■ **Document text**:

------------------------------------

# triplets
[![made-with-rust][rust-logo]][rust-src-page]
**WORK IN PROGRESS**
Composable Rust crate for deterministic multi-source sampling and split persistence for ML/AI training data.
`triplets` is a reusable core for ML/AI training-data orchestration. It provides sampler primitives, split/state persistence, chunking and weighting mechanics, and source abstractions (`DataSource`, `DataRecord`) without tying behavior to proprietary corpora.
## Why this instead of a static dataset
Compared with a typical static dataset workflow, `triplets` is designed for deterministic runtime orchestration:
- **Online deterministic sampling:** sample from multiple sources at runtime instead of consuming one pre-materialized dump.
- **Stable split assignment + persistence:** keep train/validation/test membership reproducible across restarts and runs.
- **Bounded ingestion windows:** progress through large or changing corpora without loading everything at once.
- **Recipe-time generation:** build triplet/pair/text training examples during sampling rather than only reading pre-generated examples.

------------------------------------

■ **Exercise data**:

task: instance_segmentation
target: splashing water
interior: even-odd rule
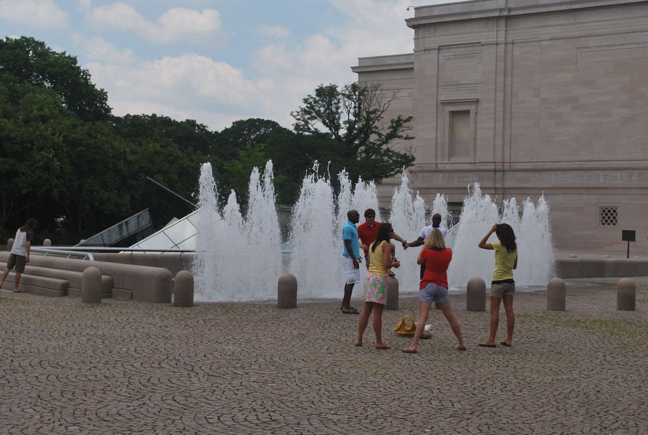
[[[391,215],[388,219],[381,218],[373,182],[367,183],[360,178],[354,185],[347,173],[341,172],[338,175],[341,189],[336,197],[329,180],[318,176],[318,170],[316,163],[312,172],[305,177],[293,208],[290,237],[294,250],[284,271],[297,277],[300,298],[341,299],[345,282],[341,265],[341,230],[347,222],[347,212],[354,209],[362,217],[366,209],[372,208],[376,211],[376,220],[389,221],[397,234],[414,241],[428,224],[425,220],[426,207],[419,193],[413,194],[404,174],[400,186],[394,189]],[[233,191],[221,216],[216,192],[211,167],[205,163],[201,170],[200,211],[197,213],[198,254],[194,267],[196,300],[276,298],[282,263],[272,161],[266,165],[262,180],[257,169],[250,176],[249,202],[245,218]],[[505,200],[500,213],[494,200],[481,193],[479,184],[469,186],[459,224],[446,237],[446,244],[453,250],[448,271],[451,288],[465,288],[468,281],[476,276],[487,284],[490,282],[494,267],[493,252],[480,249],[477,245],[495,222],[509,224],[517,236],[520,259],[514,275],[518,285],[547,283],[553,260],[548,204],[544,196],[535,206],[527,198],[522,208],[520,213],[515,198]],[[430,211],[439,213],[441,224],[448,228],[450,217],[445,196],[436,194]],[[492,235],[488,241],[496,240]],[[395,244],[396,257],[401,261],[400,268],[395,270],[400,291],[418,291],[419,266],[416,258],[421,248],[404,251],[399,242]],[[354,288],[356,296],[362,294],[365,274],[363,263],[360,282]]]
[[[272,178],[272,161],[266,165],[262,183],[255,168],[250,176],[246,218],[233,191],[221,217],[211,165],[203,165],[196,224],[198,255],[193,268],[196,300],[251,300],[276,295],[281,257]]]
[[[448,268],[448,283],[451,288],[465,288],[469,280],[479,277],[487,287],[495,267],[494,252],[478,246],[495,223],[507,223],[515,233],[518,268],[513,272],[518,287],[542,285],[551,273],[553,249],[549,225],[549,207],[544,196],[534,206],[530,198],[525,200],[520,217],[515,198],[502,202],[501,215],[497,206],[488,194],[481,194],[480,185],[472,185],[472,193],[464,199],[452,249],[452,261]],[[497,241],[494,234],[487,243]]]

------------------------------------

■ **Required actions**:
1. In the triplets crate description, what reason is given for using bounded ingestion windows?
2. Duplicate the stretch of the listing from its start through the line containing "interior: even-odd rule".

■ **Worked answers**:
1. Bounded ingestion windows let the crate progress through large or changing corpora without loading everything at once.

2.
task: instance_segmentation
target: splashing water
interior: even-odd rule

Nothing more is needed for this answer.